### WRITTEN TASK
Repeat every record exactly, but keep images out of the copy.

========================

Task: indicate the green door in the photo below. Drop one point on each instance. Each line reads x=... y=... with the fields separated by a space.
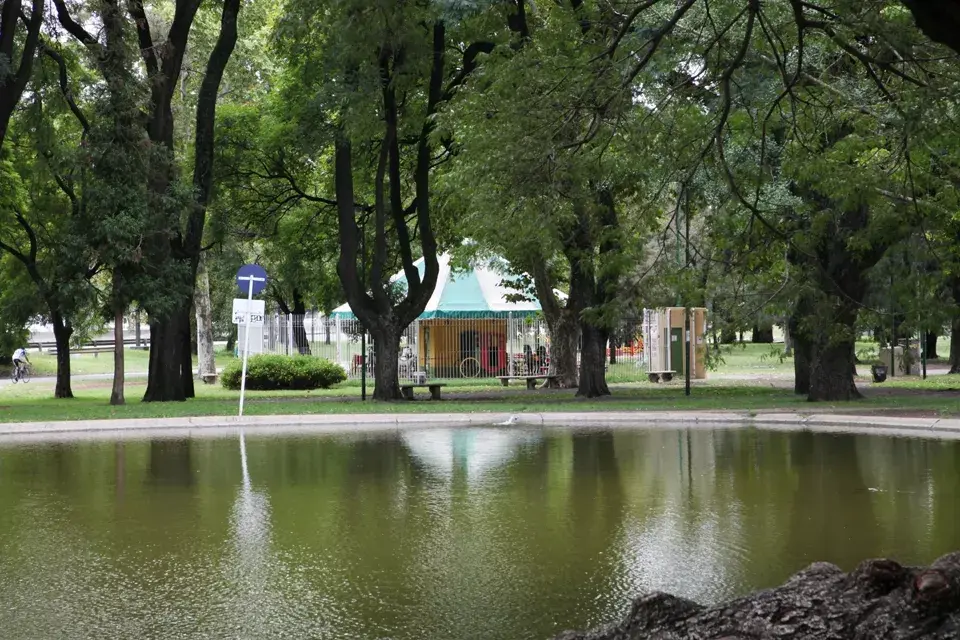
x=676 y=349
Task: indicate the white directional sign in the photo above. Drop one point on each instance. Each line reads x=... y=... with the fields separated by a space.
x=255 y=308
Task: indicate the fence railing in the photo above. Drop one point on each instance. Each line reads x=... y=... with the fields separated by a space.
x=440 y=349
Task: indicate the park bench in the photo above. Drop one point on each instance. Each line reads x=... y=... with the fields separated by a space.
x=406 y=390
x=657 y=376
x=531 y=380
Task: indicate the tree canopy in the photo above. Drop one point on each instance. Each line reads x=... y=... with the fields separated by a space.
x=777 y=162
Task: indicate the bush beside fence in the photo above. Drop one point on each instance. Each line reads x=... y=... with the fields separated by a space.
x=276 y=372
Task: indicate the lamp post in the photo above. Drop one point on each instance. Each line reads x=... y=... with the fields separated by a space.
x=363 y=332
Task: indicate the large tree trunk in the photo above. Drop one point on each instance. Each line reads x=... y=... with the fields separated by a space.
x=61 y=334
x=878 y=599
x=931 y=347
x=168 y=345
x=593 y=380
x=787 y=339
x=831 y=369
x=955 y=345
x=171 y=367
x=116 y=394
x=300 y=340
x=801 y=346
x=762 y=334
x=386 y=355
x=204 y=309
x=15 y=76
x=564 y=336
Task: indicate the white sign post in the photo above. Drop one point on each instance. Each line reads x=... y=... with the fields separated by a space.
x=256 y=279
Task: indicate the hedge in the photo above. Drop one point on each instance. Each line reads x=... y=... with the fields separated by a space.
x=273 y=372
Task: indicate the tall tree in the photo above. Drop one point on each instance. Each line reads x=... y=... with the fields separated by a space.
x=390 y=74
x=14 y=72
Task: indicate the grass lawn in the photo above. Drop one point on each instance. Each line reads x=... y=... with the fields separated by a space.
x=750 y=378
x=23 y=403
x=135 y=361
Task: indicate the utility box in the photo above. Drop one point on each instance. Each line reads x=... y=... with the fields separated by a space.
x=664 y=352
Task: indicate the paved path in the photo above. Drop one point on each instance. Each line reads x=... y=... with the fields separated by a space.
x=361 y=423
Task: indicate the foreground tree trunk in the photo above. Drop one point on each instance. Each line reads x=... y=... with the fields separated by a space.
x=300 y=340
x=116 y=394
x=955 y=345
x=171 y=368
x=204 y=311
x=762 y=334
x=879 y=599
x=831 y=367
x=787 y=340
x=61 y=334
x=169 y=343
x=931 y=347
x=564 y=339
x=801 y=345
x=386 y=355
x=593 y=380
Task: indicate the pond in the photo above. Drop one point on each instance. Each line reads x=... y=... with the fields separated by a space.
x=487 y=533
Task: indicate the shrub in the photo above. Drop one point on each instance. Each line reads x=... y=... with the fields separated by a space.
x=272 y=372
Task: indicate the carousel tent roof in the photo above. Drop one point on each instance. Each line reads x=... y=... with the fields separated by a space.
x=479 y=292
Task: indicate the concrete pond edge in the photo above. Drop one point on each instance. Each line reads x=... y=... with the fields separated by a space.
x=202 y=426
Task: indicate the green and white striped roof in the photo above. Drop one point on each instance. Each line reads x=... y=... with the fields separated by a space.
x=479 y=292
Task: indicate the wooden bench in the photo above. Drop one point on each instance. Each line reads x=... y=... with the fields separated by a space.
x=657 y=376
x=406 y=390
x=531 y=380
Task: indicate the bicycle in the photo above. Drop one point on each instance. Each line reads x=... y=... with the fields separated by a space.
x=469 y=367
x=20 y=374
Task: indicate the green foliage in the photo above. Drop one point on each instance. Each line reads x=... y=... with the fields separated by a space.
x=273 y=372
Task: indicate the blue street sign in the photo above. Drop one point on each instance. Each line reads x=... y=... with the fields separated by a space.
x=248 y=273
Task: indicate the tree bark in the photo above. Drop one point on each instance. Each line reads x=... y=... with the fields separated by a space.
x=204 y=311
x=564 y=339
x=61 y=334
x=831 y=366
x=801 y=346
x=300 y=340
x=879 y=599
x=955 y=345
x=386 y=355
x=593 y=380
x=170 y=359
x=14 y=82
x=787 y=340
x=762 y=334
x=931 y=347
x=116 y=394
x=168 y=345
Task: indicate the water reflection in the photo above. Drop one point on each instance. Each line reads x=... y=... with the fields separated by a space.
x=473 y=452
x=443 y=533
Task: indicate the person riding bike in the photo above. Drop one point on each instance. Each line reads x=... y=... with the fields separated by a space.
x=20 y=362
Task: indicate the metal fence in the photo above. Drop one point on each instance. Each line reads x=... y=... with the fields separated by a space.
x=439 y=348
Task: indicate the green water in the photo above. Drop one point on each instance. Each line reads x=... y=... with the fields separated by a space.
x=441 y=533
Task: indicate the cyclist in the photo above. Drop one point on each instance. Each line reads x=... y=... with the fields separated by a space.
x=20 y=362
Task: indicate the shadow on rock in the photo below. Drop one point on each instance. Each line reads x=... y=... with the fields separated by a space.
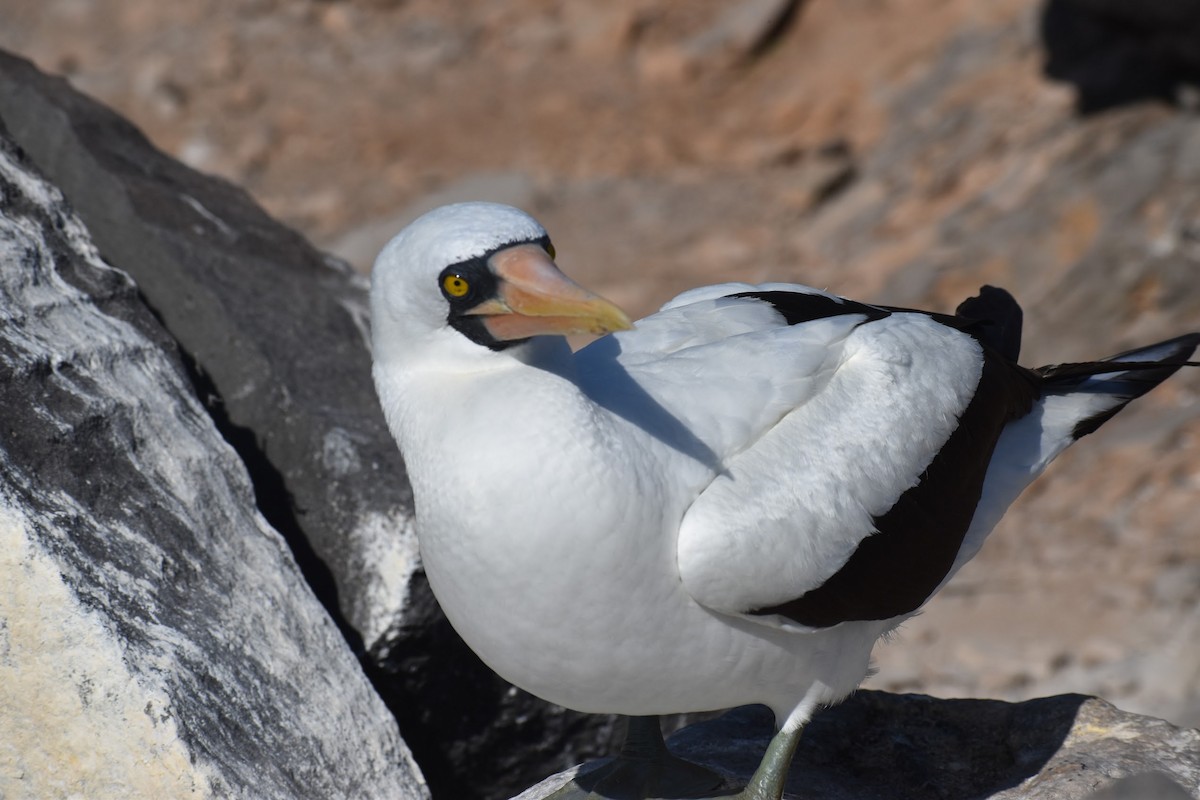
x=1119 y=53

========================

### TASK SOLUTION
Task: indicate the green door in the photo below. Drop one point on each instance. Each line reads x=... y=... with the fields separated by a space.
x=676 y=349
Task: indicate the white directional sign in the photo above. Drop one point on each instance. Each line reads x=... y=... with the fields separated by a space.
x=255 y=308
Task: indicate the fence railing in the photo above. Drop one point on each instance. Each line reads x=... y=... with the fields separated by a space.
x=440 y=349
Task: indicate the park bench in the photo above. Drop one point on each instance. Each line reads x=... y=... with the fields separated by a space.
x=406 y=390
x=657 y=376
x=531 y=380
Task: indicate the tree canopy in the photo above. Drop one point on each instance. Each line reads x=... y=... with the fields separated by a space.
x=777 y=162
Task: indicate the bush beside fence in the photo above. Drop one point on each instance. Each line reads x=... y=... with the fields separated by a space.
x=276 y=372
Task: indicate the lamp post in the photo above. Drop one point on each instance. Each line reads x=... y=... with the fields separated by a space.
x=363 y=332
Task: indicate the large tree trunk in the photo above. Drop one point on each instance. Each line reads x=... y=... with the fields separated by a space.
x=61 y=334
x=878 y=599
x=931 y=347
x=168 y=345
x=593 y=380
x=787 y=339
x=831 y=369
x=955 y=345
x=171 y=367
x=116 y=394
x=300 y=340
x=801 y=346
x=762 y=334
x=386 y=355
x=204 y=309
x=15 y=76
x=564 y=336
Task: indicate the white sign post in the photo above. Drop one point on each instance. Each line reads x=... y=... with the fields separated by a space.
x=256 y=279
Task: indicate the hedge in the photo above. Drop one point on each instance. Each line reads x=... y=... with the fields separated by a space.
x=273 y=372
Task: indicate the tall tree in the photo above. Drop one point on each instance. Each line reads x=... y=... with the fields separated by a space.
x=390 y=74
x=14 y=72
Task: indicate the grass lawn in the photo above. Drop one point on each instance. Each line reads x=... y=... with the fields separated by a space.
x=750 y=378
x=23 y=403
x=135 y=361
Task: indicate the utility box in the photo above. Drop one point on each instance. Each line reads x=... y=... with the fields separated by a space.
x=664 y=352
Task: indicate the paved path in the photo above. Drop one point on each instance. Each line reads x=... y=... with the fields separated by a space.
x=361 y=423
Task: indicate the foreground tree trunk in the photo above. Drop one point on each instance. Each line reads x=... y=... with the fields separated by a space.
x=300 y=340
x=116 y=394
x=955 y=345
x=171 y=368
x=204 y=311
x=762 y=334
x=879 y=599
x=831 y=367
x=787 y=340
x=61 y=334
x=169 y=343
x=931 y=347
x=564 y=339
x=801 y=345
x=386 y=355
x=593 y=380
Task: indicate the pond in the photo above. Drop one point on each instance. Each line reads x=... y=... with the fields separated by a space.
x=487 y=533
Task: indicate the shrub in the photo above. Drop one point on each instance. Each line reads x=... y=... with the fields separated by a space.
x=272 y=372
Task: indicate the carousel tent roof in the photo above. Drop one point on each instance. Each line reads x=... y=... with the fields separated by a space.
x=479 y=292
Task: indicate the concrete pond edge in the photo above. Drop one point on each instance. Each line reads x=... y=... with the fields separated by a space.
x=202 y=426
Task: indicate the green and white striped roof in the photo above. Drop one point on each instance. Each line reads x=... y=... with the fields separated by a space.
x=479 y=292
Task: indicate the wooden bench in the photo above. Drop one point on each instance. Each line reads x=... y=... with the fields separated by a space.
x=657 y=376
x=406 y=390
x=531 y=380
Task: indicate the bicycle in the photo above. Drop one point on each instance. Each line reads x=... y=... with the fields separated by a space.
x=469 y=367
x=20 y=374
Task: indicate the green foliage in the photo above. Drop one point on each instance. Each line reads x=... y=... with the fields separated by a space.
x=273 y=372
Task: indicate the blue street sign in the photo above. Drop one point on each instance. Each line reads x=... y=... with the fields separated by a space.
x=248 y=273
Task: indicate the tree bark in the photo above. Drop one point on each instance. Each line reads x=... y=... with the fields separated by a space.
x=204 y=311
x=564 y=339
x=61 y=334
x=831 y=366
x=801 y=346
x=300 y=340
x=879 y=599
x=955 y=345
x=386 y=355
x=593 y=380
x=170 y=359
x=14 y=82
x=787 y=340
x=762 y=334
x=931 y=347
x=116 y=394
x=168 y=345
Task: indicate the water reflection in the photo above. Drop one point on each instance. Each line reads x=... y=... with the fields separated by a space.
x=473 y=452
x=443 y=533
Task: indicate the person riding bike in the photo above. Drop one point on each instance. Each line reads x=... y=... with the fields separated by a space.
x=20 y=362
Task: indicate the metal fence in the photo above. Drop one point on each instance. Each line reads x=... y=... with the fields separated by a space.
x=439 y=348
Task: indicate the green water in the photo above. Drop one point on each instance. Each line reads x=... y=... with the fields separated by a space.
x=441 y=533
Task: indicate the cyclist in the photo above. Drop one point on each instance. Each line reads x=... y=... with the fields separated by a space.
x=20 y=362
Task: indicate the shadow on rock in the photo below. Drop one point on each instance. Each line reads x=... y=... with the fields separated by a space.
x=1119 y=53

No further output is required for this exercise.